| What you should do |
Every record must be retyped as it stands.

| Given records |
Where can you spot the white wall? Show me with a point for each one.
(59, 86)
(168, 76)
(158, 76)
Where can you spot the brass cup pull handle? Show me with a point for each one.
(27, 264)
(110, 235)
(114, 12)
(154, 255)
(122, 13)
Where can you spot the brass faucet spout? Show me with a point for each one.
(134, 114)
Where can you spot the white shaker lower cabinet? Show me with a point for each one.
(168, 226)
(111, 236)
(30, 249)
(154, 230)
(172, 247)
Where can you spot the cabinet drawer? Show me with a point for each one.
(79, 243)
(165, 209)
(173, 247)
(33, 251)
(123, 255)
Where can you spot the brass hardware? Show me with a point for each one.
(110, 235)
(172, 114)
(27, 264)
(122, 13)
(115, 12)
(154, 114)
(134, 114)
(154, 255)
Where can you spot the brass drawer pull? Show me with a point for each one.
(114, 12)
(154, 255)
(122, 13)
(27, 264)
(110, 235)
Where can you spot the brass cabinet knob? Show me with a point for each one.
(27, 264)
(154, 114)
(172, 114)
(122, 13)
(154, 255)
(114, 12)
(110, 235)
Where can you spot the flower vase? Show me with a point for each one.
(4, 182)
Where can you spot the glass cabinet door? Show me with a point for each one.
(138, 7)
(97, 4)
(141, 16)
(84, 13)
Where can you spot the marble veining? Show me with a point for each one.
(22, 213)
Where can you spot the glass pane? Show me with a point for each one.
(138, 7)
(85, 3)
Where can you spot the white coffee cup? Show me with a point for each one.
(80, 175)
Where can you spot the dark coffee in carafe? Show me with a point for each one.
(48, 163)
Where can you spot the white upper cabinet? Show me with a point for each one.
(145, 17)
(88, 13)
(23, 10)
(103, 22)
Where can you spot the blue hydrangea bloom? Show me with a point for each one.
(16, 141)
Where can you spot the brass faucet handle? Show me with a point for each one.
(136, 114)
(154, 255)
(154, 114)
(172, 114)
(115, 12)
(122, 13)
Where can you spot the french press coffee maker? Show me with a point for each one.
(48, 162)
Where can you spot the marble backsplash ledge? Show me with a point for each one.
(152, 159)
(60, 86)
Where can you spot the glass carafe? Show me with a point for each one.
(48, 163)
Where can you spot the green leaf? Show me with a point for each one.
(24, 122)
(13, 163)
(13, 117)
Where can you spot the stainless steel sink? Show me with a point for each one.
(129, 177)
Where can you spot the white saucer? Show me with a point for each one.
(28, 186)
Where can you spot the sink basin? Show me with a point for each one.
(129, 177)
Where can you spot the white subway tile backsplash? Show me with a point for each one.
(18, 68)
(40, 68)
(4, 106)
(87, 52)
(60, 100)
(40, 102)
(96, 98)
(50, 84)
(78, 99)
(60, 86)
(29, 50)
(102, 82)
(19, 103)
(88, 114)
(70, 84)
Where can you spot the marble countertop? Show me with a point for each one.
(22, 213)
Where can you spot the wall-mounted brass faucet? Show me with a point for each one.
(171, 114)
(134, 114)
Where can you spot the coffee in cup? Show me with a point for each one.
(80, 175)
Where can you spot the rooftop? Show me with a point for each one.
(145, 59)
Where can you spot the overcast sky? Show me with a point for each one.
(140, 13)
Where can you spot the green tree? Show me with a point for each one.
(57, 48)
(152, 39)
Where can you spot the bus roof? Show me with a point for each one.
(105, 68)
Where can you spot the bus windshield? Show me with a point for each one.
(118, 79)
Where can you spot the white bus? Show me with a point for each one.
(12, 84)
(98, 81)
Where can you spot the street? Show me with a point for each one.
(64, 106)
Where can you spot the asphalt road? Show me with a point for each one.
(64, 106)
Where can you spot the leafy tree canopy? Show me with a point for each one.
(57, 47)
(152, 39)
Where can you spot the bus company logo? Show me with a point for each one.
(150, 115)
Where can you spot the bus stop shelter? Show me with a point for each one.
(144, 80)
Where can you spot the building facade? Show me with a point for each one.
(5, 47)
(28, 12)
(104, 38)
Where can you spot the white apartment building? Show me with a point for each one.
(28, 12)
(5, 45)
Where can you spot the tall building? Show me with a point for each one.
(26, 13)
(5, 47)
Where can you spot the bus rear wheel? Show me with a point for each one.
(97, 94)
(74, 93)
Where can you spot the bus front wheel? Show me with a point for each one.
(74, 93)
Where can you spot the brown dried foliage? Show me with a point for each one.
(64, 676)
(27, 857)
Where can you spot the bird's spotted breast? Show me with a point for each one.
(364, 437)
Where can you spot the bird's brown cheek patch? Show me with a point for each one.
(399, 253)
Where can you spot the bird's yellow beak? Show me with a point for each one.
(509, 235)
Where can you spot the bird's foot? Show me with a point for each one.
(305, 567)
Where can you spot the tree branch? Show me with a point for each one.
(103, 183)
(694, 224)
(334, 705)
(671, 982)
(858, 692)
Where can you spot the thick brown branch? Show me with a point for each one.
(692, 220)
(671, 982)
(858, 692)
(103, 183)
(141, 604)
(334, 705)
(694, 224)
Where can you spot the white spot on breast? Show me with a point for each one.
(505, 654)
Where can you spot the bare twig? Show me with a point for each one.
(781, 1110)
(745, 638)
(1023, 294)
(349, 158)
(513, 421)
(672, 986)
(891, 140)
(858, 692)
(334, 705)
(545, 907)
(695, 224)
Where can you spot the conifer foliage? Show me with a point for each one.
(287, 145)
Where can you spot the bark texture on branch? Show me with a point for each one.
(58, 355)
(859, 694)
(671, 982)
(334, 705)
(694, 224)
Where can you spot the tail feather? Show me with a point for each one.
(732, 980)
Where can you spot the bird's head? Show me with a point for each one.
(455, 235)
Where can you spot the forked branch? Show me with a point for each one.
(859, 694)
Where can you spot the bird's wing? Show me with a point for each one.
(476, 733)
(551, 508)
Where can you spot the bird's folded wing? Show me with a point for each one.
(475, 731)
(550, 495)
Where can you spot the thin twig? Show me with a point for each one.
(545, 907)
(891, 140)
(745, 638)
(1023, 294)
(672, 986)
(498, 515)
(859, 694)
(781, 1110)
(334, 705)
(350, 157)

| Result for this exercise |
Where can you spot the white wall? Show me with a point for each one.
(59, 86)
(168, 76)
(158, 76)
Where can you spot the brass cup pull handle? Show me with a point for each one.
(27, 264)
(110, 235)
(114, 12)
(154, 255)
(122, 13)
Where can you spot the brass faucet spout? Show me with a point for each one.
(134, 114)
Where can you spot the white shaker lower cabinet? Show me with a point for each one.
(168, 226)
(111, 236)
(30, 249)
(154, 230)
(172, 247)
Where can you spot the cabinet drawer? Show me with a point for each one.
(79, 243)
(165, 209)
(173, 247)
(33, 251)
(123, 255)
Where can you spot the brass hardware? Show me with a point for each one.
(110, 235)
(172, 114)
(27, 264)
(122, 13)
(115, 12)
(154, 114)
(134, 114)
(154, 255)
Where can you spot the brass drawer pull? Show me with a point for each one.
(114, 12)
(154, 255)
(122, 13)
(27, 264)
(110, 235)
Where can you spot the brass cabinet knob? Show me with a point for each one.
(27, 264)
(154, 114)
(172, 114)
(122, 13)
(154, 255)
(114, 12)
(110, 235)
Where can you spot the flower vase? Show me with a point for each one.
(4, 182)
Where can you spot the glass cabinet door? Show me with a point for each one.
(138, 7)
(97, 4)
(141, 16)
(84, 13)
Where can you spot the marble veining? Show me with a point for each one.
(22, 213)
Where can you spot the glass pane? Show me with a point for each one.
(138, 7)
(85, 3)
Where can you spot the white coffee cup? Show me with a point for each one.
(80, 175)
Where can you spot the dark coffee in carafe? Show me with a point for each one.
(48, 163)
Where can you spot the white upper cabinet? Show me with a point for each one.
(145, 17)
(88, 13)
(23, 10)
(103, 22)
Where can you spot the blue hydrangea bloom? Show me with a point for each one.
(16, 141)
Where can you spot the brass faucet handle? Show me with a point for each one.
(136, 114)
(154, 255)
(154, 114)
(172, 114)
(115, 12)
(122, 13)
Where can you spot the french press coffee maker? Show me with a point for each one.
(48, 162)
Where can you spot the marble backsplash ledge? Show me with a point for each one.
(152, 159)
(60, 86)
Where can you spot the glass carafe? Show me with a point for each one.
(48, 163)
Where can you spot the green leaf? Show me with a point for each one.
(24, 122)
(13, 163)
(13, 117)
Where can you spot the stainless steel sink? Show me with a point for each one.
(129, 177)
Where can you spot the white saucer? Show me with a point for each one.
(28, 186)
Where can you spot the sink basin? Show me with a point for each one.
(129, 177)
Where can you spot the white subway tile backsplash? Show me with a point for each one.
(18, 68)
(40, 68)
(4, 106)
(87, 52)
(60, 100)
(40, 102)
(96, 98)
(50, 84)
(78, 99)
(60, 86)
(29, 50)
(102, 82)
(19, 103)
(88, 114)
(70, 84)
Where can you spot the marble countertop? Show me with a point for each one.
(22, 213)
Where can you spot the wall-mounted brass faucet? Show me with a point for each one.
(171, 114)
(134, 114)
Where can you spot the coffee in cup? Show me with a point for each one.
(80, 175)
Where can you spot the rooftop? Show me with a point for each one.
(145, 59)
Where can you spot the overcast sky? Show me with a point for each one.
(140, 13)
Where can you spot the green tree? Show me with a point for each one.
(57, 48)
(152, 39)
Where can you spot the bus roof? Show me with a point for each one.
(105, 68)
Where can you spot the bus windshield? Show me with a point for each one.
(118, 79)
Where can you spot the white bus? Show me with a point for each one.
(12, 84)
(98, 81)
Where can you spot the street? Show me with a point for each one.
(64, 106)
Where can you spot the asphalt road? Show me with a point for each one.
(64, 106)
Where can you spot the leafy tree canopy? Show me with a point for each one.
(57, 47)
(152, 39)
Where can you spot the bus company logo? Show me with a point for each one.
(150, 115)
Where can you spot the bus stop shelter? Show me with a point for each one.
(144, 80)
Where can you spot the building facade? Show me with a point for each one.
(5, 47)
(28, 12)
(104, 38)
Where can you spot the white apartment building? Show me with a point for each one.
(28, 12)
(5, 45)
Where can you spot the tall building? Show me with a point for each one.
(26, 13)
(5, 47)
Where can you spot the bus rear wheel? Show me with a point for each one.
(97, 94)
(74, 93)
Where can you spot the bus front wheel? Show me with a point for each one.
(74, 93)
Where can you spot the brown dried foliage? Show me with a point for each one.
(64, 676)
(27, 857)
Where can you spot the bird's spotted breast? Show me with a point for each one.
(364, 437)
Where can you spot the bird's brown cheek patch? Show me with a point for each one.
(399, 253)
Where can you spot the bird's yellow beak? Show me with a point for each one.
(509, 235)
Where can you spot the bird's foot? Show me with a point for each one.
(305, 567)
Where can you spot the tree branch? Show me with a point for each one.
(103, 183)
(694, 224)
(334, 705)
(671, 982)
(858, 692)
Where can you spot the thick brown branch? Show me with a point for each one.
(692, 220)
(671, 982)
(858, 692)
(103, 183)
(141, 604)
(334, 705)
(694, 224)
Where can you spot the white spot on breast? Show me with a point for each one.
(505, 654)
Where can you spot the bare twig? Show me with a point for each one.
(781, 1110)
(745, 638)
(1023, 294)
(349, 158)
(513, 421)
(672, 986)
(891, 140)
(858, 692)
(334, 705)
(545, 907)
(695, 224)
Where can you spot the conifer foliage? Show me with a point for each one.
(287, 145)
Where can you spot the bark texture on branch? Show me with a point for each one.
(58, 355)
(859, 694)
(671, 982)
(334, 705)
(694, 224)
Where can you spot the tail feather? Show me with a point for each one.
(732, 980)
Where can you spot the bird's head? Show me with a point for each one.
(455, 235)
Where can you spot the forked branch? Show me with a point for each one.
(859, 694)
Where can you spot the bird's wing? Show me with a point for each one.
(476, 733)
(551, 508)
Where can you spot the bird's folded wing? Show me with a point for each one.
(475, 731)
(550, 495)
Where can you spot the thin twig? Show me with a point for each one.
(545, 907)
(891, 140)
(745, 638)
(1023, 294)
(672, 986)
(498, 515)
(859, 694)
(781, 1110)
(334, 705)
(350, 157)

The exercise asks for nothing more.